+++ Page excerpt
# Hello from central Florida



## Tyler Ward (Feb 9, 2019)

Hello to all

My name is Tyler, I’m 28 and live in central FL. I’m working on finding a local lodge to join. I look forward to learning from and interactive with the member of this forum.


----------



## Warrior1256 (Feb 10, 2019)

Greetings and welcome to the forum.


----------



## KSigMason (Feb 10, 2019)

Greetings and welcome


----------



## Winter (Feb 10, 2019)

Welcome to the forum.  Your first step will be to find a local Lodge to make contact with, if you haven't already.  The Grand Lodge of Florida has a Lodge Locator on the main page that will help with that.

https://grandlodgefl.com/

Good luck on your journey.


----------



## Tyler Ward (Feb 11, 2019)

Winter said:


> Welcome to the forum.  Your first step will be to find a local Lodge to make contact with, if you haven't already.  The Grand Lodge of Florida has a Lodge Locator on the main page that will help with that.
> 
> https://grandlodgefl.com/
> 
> Good luck on your journey.




Thank you, I’ve been looking at the 3 closest lodges to my house, all about a 20 minuet drive from my house. Waiting for the lodges meetings so I can go introduce myslef.


----------



## Winter (Feb 11, 2019)

Tyler Ward said:


> Thank you, I’ve been looking at the 3 closest lodges to my house, all about a 20 minuet drive from my house. Waiting for the lodges meetings so I can go introduce myslef.


Best bet is to email or call the secretary. You can't attend the meetings and it is important the right people are aware you are interested and they may not be present on the night you show up.  Once you make contact they will let you know a good time to come meet with them.  

Sent from my SM-N950U using Tapatalk


----------



## Schuetz (Feb 12, 2019)

Not to Winter's absolute contrary, but I did just barge in unannounced on a meeting night's dinner, telling the first person I saw that I want to be a Mason. He, the Worshipful Master, told me I did the first step. There was no problem going to the pre-meeting dinners and getting to know the Lodge.

Q. E. L. Schuetz, M.M.
Shekinah Lodge No. 241 • IL
Murphysboro Lodge No. 498 • IL


----------



## Tyler Ward (Feb 12, 2019)

Schuetz said:


> Not to Winter's absolute contrary, but I did just barge in unannounced on a meeting night's dinner, telling the first person I saw that I want to be a Mason. He, the Worshipful Master, told me I did the first step. There was no problem going to the pre-meeting dinners and getting to know the Lodge.
> 
> Q. E. L. Schuetz, M.M.
> Shekinah Lodge No. 241 • IL
> Murphysboro Lodge No. 498 • IL





I don’t believe I’ll just barge in, but meet someone in the parking lot and introduce myself. What would be the proper way to dress to go introduce myself, jeans and a polo or slacks and a button up?
++++++
— Job a —
Convert the dataset rows into a two-column CSV with the headers "prompt" and "masks", one line per request holding its text and its answer. Put each in a single quoted field, with line breaks replaced by spaces.
+++ Information supplied
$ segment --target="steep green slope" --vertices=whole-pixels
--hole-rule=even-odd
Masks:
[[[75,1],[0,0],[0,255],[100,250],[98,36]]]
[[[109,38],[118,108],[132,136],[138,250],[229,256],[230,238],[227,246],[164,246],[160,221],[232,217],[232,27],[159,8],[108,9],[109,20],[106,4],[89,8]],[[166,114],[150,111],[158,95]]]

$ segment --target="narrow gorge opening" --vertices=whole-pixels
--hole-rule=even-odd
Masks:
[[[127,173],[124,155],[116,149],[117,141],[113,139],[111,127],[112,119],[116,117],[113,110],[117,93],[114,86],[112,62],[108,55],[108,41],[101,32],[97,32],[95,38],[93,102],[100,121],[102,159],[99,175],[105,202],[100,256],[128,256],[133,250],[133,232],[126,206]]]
++++++
— Job b —
Rewrite part of the forum thread, beginning at the words "## Schuetz (Feb" and stopping after "Ward (Feb 12, 2019)", with "Worshipful Master" renamed to "lodge leader".

— Correct output a —
prompt,masks
"$ segment --target=""steep green slope"" --vertices=whole-pixels --hole-rule=even-odd Masks:","[[[75,1],[0,0],[0,255],[100,250],[98,36]]] [[[109,38],[118,108],[132,136],[138,250],[229,256],[230,238],[227,246],[164,246],[160,221],[232,217],[232,27],[159,8],[108,9],[109,20],[106,4],[89,8]],[[166,114],[150,111],[158,95]]]"
"$ segment --target=""narrow gorge opening"" --vertices=whole-pixels --hole-rule=even-odd Masks:","[[[127,173],[124,155],[116,149],[117,141],[113,139],[111,127],[112,119],[116,117],[113,110],[117,93],[114,86],[112,62],[108,55],[108,41],[101,32],[97,32],[95,38],[93,102],[100,121],[102,159],[99,175],[105,202],[100,256],[128,256],[133,250],[133,232],[126,206]]]"

— Correct output b —
## Schuetz (Feb 12, 2019)

Not to Winter's absolute contrary, but I did just barge in unannounced on a meeting night's dinner, telling the first person I saw that I want to be a Mason. He, the lodge leader, told me I did the first step. There was no problem going to the pre-meeting dinners and getting to know the Lodge.

Q. E. L. Schuetz, M.M.
Shekinah Lodge No. 241 • IL
Murphysboro Lodge No. 498 • IL


----------



## Tyler Ward (Feb 12, 2019)